_TASK DATA_

** BEGIN **

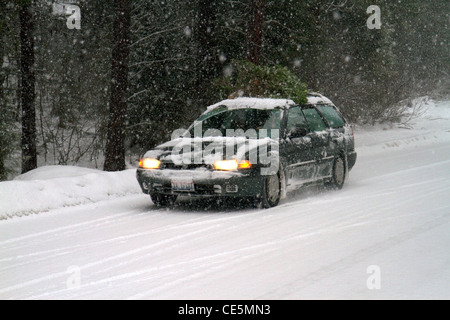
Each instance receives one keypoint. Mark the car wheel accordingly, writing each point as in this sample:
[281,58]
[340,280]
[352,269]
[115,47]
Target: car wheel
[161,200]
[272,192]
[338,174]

** END **
** BEGIN **

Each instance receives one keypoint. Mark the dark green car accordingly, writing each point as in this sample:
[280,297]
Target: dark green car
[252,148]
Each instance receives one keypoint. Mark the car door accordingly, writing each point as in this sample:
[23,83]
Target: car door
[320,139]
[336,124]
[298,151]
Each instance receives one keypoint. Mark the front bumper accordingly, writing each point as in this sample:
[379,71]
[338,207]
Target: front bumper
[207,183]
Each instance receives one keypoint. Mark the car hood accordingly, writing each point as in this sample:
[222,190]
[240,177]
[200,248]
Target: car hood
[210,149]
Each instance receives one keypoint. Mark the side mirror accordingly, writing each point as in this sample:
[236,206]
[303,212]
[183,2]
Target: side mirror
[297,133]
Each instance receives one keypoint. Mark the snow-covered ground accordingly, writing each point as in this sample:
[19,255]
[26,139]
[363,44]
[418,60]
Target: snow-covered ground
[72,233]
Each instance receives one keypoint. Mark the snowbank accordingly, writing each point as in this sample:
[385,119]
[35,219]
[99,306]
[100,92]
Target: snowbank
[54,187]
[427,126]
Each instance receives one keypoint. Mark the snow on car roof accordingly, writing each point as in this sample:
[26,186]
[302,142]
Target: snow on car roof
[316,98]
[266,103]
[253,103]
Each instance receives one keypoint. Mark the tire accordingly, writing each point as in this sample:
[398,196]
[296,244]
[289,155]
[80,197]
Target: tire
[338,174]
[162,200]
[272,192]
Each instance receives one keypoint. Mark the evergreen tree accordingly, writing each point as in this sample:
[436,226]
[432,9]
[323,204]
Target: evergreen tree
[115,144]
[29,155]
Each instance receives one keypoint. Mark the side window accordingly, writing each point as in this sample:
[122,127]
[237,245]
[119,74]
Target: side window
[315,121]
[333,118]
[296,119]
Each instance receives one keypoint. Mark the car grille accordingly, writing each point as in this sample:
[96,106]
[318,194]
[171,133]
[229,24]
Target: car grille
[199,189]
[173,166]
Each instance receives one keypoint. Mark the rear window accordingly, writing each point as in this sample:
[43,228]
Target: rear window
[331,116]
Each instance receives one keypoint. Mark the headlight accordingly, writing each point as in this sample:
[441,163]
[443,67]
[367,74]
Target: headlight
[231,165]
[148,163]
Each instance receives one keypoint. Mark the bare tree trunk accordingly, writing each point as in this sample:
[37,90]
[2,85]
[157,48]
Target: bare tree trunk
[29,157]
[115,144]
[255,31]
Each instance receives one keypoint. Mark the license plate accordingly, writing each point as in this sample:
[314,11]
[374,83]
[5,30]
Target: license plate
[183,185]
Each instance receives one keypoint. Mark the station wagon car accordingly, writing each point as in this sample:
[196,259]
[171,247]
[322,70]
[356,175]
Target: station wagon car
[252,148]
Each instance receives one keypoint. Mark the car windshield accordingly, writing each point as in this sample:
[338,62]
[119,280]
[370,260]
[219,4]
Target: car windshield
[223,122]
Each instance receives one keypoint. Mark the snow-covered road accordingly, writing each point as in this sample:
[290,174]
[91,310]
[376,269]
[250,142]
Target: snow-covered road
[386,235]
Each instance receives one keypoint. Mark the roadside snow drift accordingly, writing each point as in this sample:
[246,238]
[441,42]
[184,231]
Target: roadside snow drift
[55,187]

** END **
** BEGIN **

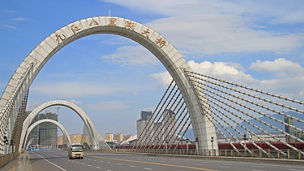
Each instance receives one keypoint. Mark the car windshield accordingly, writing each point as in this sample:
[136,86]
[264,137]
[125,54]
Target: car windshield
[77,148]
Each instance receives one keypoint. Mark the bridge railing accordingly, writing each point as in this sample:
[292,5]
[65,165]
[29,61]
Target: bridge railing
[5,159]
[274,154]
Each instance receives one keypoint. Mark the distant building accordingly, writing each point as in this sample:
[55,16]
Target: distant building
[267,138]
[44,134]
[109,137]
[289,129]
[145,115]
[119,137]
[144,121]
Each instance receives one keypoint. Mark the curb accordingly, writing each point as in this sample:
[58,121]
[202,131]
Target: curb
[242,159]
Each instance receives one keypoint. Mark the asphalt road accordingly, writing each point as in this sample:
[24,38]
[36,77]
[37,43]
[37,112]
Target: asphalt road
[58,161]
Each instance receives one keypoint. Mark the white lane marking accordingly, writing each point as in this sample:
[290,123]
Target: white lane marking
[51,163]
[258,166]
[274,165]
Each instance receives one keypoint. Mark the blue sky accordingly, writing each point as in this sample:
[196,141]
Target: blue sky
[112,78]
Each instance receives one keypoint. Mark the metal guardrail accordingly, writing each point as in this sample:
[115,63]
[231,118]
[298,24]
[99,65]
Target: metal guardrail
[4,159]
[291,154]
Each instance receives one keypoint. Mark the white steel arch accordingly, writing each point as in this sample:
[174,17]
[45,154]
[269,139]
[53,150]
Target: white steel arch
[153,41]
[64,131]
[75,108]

** END **

_WHAT YOU SHOULD DO_
How many lines in the data above contain the word "drift"? Reply with the number only.

_SOLUTION FOR THIS EXERCISE_
2